START Study text

Sodium-glucose cotransporter-2 inhibitors (SGLT2i) lower blood pressure (BP) and provide cardiovascular protection, but whether they modify the BP response to sodium intake in humans has not been explored. In an open-label, non-randomized study published in Cardiovascular Diabetology, 26 patients with type 2 diabetes (14 receiving SGLT2 inhibitors and 12 controls) completed controlled dietary sodium phases to evaluate the salt sensitivity of BP.
Participants underwent two sequential 7-day periods consisting of a very-low-sodium background diet supplemented with either high sodium (+4,800 mg/day) or low sodium (+1,200 mg/day). The median change in 24-hour systolic BP between high and low sodium intake was +5.6 mmHg in controls (IQR 2.0–20.3; p=0.005) compared with −1.2 mmHg in the SGLT2 inhibitor group (IQR −3.6 to 4.2; p=0.594), with a significant between-group difference (p=0.007). Diastolic BP changes followed a similar pattern (+4.6 [1.3–9.8] mmHg vs −1.2 [−3.1–1.4] mmHg; p = 0.002).

END Study text
START Dataset entries

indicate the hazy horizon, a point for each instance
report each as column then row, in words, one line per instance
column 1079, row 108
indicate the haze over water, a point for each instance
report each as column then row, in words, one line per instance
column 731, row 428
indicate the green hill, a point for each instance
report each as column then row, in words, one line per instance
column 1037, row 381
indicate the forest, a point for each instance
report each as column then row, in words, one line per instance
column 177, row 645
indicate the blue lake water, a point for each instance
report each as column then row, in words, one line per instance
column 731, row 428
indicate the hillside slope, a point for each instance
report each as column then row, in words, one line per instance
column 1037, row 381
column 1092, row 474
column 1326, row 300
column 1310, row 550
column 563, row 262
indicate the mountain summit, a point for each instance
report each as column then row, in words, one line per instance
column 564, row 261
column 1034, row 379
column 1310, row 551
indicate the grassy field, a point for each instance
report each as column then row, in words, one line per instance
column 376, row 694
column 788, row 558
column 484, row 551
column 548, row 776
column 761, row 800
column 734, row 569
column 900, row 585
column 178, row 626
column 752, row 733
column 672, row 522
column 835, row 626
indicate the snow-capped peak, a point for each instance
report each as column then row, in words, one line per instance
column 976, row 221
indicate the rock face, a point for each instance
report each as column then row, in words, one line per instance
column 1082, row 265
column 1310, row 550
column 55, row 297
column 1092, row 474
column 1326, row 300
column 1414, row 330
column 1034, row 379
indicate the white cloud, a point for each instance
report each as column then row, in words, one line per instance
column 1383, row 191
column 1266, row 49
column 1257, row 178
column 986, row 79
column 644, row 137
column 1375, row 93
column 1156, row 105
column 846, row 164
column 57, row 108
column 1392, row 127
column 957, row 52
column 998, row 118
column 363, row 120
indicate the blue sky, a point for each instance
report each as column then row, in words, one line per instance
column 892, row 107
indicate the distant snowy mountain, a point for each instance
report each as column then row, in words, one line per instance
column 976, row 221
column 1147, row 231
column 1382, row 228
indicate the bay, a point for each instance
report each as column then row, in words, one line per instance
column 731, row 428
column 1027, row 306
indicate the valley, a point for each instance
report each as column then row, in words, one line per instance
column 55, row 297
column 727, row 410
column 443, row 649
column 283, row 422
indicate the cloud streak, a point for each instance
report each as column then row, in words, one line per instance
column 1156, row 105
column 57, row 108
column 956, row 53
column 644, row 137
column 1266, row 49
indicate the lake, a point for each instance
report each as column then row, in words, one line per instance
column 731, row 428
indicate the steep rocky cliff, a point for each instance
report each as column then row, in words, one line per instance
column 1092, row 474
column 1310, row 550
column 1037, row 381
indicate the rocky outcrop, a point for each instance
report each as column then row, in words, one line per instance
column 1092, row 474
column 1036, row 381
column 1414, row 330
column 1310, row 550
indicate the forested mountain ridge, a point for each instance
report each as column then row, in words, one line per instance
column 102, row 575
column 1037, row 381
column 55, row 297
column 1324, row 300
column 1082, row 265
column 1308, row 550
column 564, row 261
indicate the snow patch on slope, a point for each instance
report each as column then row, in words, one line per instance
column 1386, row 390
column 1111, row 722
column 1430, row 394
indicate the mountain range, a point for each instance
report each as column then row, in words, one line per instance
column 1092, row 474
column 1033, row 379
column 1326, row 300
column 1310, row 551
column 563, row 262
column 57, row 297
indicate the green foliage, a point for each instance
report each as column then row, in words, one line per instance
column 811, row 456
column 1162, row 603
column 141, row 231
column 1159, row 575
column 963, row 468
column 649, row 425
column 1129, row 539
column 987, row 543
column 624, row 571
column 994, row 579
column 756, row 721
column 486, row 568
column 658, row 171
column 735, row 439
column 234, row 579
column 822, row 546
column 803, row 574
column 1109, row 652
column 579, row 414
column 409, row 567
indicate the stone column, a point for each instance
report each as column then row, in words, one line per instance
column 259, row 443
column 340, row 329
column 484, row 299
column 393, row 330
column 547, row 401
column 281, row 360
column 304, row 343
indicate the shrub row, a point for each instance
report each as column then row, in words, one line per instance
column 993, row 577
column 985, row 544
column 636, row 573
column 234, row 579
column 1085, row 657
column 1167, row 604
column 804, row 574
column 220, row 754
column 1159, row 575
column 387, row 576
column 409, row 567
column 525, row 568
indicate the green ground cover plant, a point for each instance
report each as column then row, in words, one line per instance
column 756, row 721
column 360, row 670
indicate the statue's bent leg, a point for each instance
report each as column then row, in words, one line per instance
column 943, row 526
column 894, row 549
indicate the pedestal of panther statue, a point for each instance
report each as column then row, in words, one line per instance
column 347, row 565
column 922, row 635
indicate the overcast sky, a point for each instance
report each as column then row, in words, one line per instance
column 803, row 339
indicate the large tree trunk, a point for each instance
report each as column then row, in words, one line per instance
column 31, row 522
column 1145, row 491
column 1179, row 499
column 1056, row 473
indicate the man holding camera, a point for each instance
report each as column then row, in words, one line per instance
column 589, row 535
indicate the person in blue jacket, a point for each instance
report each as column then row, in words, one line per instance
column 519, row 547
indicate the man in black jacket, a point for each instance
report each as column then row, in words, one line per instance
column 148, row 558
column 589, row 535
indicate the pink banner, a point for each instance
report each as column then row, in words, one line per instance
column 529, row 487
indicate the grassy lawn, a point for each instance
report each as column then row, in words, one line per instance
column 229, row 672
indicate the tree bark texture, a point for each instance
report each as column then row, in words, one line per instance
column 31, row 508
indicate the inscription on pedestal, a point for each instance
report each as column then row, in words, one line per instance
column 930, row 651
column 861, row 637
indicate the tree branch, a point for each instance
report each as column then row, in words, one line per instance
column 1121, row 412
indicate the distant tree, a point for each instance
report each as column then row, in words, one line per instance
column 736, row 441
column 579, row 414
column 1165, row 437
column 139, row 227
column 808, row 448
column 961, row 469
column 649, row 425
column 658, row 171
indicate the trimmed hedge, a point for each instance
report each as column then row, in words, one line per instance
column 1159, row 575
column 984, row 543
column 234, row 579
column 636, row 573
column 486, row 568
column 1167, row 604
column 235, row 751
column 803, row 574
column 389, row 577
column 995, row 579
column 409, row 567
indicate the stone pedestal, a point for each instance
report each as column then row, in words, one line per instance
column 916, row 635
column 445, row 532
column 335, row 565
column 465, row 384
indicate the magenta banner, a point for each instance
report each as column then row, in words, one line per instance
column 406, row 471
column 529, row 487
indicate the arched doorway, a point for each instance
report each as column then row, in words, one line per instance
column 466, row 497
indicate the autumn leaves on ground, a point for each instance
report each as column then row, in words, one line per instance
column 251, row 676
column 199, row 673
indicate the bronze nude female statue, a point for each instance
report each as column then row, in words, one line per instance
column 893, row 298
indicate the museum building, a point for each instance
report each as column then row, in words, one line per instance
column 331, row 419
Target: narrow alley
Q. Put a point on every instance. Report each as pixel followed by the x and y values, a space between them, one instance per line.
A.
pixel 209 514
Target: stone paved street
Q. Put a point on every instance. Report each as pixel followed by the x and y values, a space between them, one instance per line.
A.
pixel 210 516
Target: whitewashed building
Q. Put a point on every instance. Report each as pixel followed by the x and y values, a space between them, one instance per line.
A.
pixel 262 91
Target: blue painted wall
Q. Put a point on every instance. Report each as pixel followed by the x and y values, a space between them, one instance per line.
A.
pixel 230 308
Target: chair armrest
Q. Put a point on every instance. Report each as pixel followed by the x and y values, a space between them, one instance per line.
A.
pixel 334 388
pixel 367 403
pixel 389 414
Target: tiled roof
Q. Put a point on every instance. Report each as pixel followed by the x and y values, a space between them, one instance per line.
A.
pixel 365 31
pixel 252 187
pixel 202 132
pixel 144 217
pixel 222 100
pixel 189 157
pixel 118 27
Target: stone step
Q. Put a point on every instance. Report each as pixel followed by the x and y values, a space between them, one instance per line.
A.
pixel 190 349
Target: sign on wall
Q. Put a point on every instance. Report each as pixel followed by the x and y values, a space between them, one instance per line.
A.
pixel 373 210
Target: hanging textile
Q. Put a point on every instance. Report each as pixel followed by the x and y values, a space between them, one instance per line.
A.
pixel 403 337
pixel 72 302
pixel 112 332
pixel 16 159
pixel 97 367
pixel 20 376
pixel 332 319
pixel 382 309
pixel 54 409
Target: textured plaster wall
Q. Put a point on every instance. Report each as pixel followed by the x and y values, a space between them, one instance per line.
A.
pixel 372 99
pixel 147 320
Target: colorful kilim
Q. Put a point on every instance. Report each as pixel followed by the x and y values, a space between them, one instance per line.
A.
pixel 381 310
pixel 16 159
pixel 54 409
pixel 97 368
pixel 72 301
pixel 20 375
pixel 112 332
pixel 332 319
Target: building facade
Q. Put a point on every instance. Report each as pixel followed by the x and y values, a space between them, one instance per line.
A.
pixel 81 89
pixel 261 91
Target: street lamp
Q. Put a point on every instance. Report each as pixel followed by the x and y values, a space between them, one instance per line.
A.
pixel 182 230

END Dataset entries

▸ **What is required**:
Reproduce everything in the SGLT2 study text from "Sodium-glucose cotransporter-2 inhibitors" down to "sensitivity of BP.", word for word. The lines above are separate from the SGLT2 study text and have nothing to do with it.

▸ **Task result**:
Sodium-glucose cotransporter-2 inhibitors (SGLT2i) lower blood pressure (BP) and provide cardiovascular protection, but whether they modify the BP response to sodium intake in humans has not been explored. In an open-label, non-randomized study published in Cardiovascular Diabetology, 26 patients with type 2 diabetes (14 receiving SGLT2 inhibitors and 12 controls) completed controlled dietary sodium phases to evaluate the salt sensitivity of BP.